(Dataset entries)
───

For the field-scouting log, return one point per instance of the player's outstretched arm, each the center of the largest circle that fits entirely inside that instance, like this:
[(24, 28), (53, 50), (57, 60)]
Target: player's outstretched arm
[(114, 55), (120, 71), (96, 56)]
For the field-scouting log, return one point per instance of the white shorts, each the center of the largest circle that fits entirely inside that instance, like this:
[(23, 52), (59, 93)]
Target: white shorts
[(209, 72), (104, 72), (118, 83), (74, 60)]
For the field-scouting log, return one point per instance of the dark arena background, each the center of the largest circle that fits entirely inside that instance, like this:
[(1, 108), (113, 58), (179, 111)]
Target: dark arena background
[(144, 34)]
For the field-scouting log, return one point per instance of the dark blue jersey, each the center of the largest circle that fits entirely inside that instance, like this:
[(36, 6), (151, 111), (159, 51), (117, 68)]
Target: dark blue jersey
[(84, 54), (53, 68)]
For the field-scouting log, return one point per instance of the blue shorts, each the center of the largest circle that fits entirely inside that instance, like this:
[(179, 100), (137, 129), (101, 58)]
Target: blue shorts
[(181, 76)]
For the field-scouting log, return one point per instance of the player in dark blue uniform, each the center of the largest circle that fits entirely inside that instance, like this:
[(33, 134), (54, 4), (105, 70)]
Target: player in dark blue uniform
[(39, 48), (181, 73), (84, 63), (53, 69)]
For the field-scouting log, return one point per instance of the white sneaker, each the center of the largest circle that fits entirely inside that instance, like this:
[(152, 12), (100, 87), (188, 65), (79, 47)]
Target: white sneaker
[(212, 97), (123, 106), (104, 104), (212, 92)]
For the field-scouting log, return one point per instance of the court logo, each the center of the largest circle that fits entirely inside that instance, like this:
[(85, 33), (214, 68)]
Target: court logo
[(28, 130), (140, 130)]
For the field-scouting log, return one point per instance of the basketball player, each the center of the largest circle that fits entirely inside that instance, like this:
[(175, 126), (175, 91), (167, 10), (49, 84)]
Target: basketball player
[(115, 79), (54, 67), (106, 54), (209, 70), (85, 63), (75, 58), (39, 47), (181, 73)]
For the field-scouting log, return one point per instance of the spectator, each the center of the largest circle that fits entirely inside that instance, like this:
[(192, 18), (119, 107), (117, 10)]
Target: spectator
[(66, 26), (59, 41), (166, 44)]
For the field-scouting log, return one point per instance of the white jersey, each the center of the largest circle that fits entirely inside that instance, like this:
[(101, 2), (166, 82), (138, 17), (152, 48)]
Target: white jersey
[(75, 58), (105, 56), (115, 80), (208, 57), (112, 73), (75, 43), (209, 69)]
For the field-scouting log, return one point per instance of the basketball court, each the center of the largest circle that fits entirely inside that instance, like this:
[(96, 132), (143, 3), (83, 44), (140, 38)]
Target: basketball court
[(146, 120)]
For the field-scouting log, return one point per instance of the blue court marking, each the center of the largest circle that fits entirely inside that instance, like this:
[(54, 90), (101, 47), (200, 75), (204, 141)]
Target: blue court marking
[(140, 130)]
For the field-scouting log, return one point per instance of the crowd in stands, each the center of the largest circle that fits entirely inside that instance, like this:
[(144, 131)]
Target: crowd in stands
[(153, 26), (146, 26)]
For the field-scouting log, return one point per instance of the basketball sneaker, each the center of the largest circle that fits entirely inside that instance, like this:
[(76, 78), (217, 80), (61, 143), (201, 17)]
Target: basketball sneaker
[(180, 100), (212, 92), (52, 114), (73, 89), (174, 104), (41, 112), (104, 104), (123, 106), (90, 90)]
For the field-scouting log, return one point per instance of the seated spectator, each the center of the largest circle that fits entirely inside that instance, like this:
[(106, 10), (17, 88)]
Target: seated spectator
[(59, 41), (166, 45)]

───

Quote every one of the lines above word for word.

For the field-scouting log, return one point per instance of the player's outstretched arm, each the center of the largest circle that fits entirely inside that instance, like this:
[(24, 28), (53, 50), (57, 60)]
Target: player's outstretched arm
[(114, 55), (120, 71), (96, 56)]
For the field-scouting log, return one point per instance of the white shorts, each the center of the largest circle that fits entirely inside that instance, like this:
[(23, 52), (59, 93)]
Target: white shorts
[(209, 72), (104, 72), (118, 83), (74, 60)]
For the field-scouting log, return one point per instance of the dark arena background, each the center of the largest circle that fits entirely inside that instance, like this:
[(1, 108), (113, 58), (179, 111)]
Target: dark arena background
[(144, 34)]
For the field-scouting log, return one point per instance of the dark blue jersey, each the center of the largest circle that fits entirely inside that instance, like this:
[(36, 6), (151, 111), (159, 51), (117, 68)]
Target: dark blue jersey
[(84, 54), (53, 68)]
For the field-scouting log, return one point per instance of the blue shorts, each the center of the largest circle that fits entirely inside that instance, like this:
[(179, 100), (137, 129), (101, 58)]
Target: blue shorts
[(181, 76)]
For the field-scouting log, return one point per instance of the player in dark blue uniform, each the center of the largest circle that fits entirely inside that instance, like this:
[(33, 134), (54, 4), (105, 70)]
Target: player in dark blue uniform
[(39, 48), (181, 73), (84, 63), (53, 69)]
For the field-scouting log, return one point per instance of the white sneaker, each the center of the largest circle that fits entirely inside that instance, like this:
[(152, 12), (100, 87), (188, 65), (79, 47)]
Target: white sneaker
[(212, 97), (123, 106), (104, 104), (212, 92)]
For the field-scouting log, return one point per instance of the court logo, each the center of the largest circle that fits entirely inside that instance, like this:
[(85, 33), (214, 68)]
Target: court logo
[(28, 130), (140, 130)]
For the field-scouting log, return one point per instance of the basketball player, each the center of the largest circle that fits entirely inside that instance, like this:
[(175, 126), (175, 91), (167, 10), (49, 84)]
Target: basketball player
[(115, 79), (54, 67), (106, 54), (209, 70), (85, 63), (75, 58), (39, 47), (181, 73)]
For the field-scouting log, return one point per instance of the spectator, each the center of the largest circle that fits entirely inside that instance, like this:
[(192, 18), (119, 107), (117, 10)]
Target: spectator
[(66, 26), (59, 41), (166, 44)]
For the field-scouting log, return one point per instance of the white jersey, each the center of the largest circle that fits entirely inside that instance, like this:
[(101, 2), (166, 82), (138, 17), (152, 48)]
Target: white jersey
[(75, 58), (105, 56), (115, 80), (208, 57), (112, 73), (75, 43), (209, 69)]
For the field-scouting log, return one point per instance of the basketball court, each the center of the largest circle that fits entirely inside that instance, like this:
[(96, 132), (143, 3), (83, 44), (140, 38)]
Target: basketball court
[(146, 120)]
For the field-scouting log, return one point per instance of the blue court marking, each the center of the largest circle that fits entirely inside that instance, like this:
[(54, 90), (101, 47), (200, 75), (204, 141)]
Target: blue court marking
[(140, 130)]
For the field-scouting log, return one point per instance of the crowd in stands, each the center of the largest circle that fits entirely inside that instance, like this:
[(144, 131)]
Target: crowd in stands
[(153, 26), (146, 26)]
For the field-scouting log, return one point per instance of the basketball sneaker, each the center of the largest circle that fits entirely inside that instance, like this:
[(76, 78), (217, 80), (61, 143), (201, 17)]
Target: basketball sneaker
[(180, 100), (212, 92), (52, 114), (73, 89), (174, 104), (41, 112), (104, 104), (123, 106), (90, 90)]
For the field-scouting log, return one point per instance of the seated spectator, each the center of the largest circle that fits entirely inside that instance, like this:
[(106, 10), (17, 88)]
Target: seated spectator
[(59, 41), (166, 45)]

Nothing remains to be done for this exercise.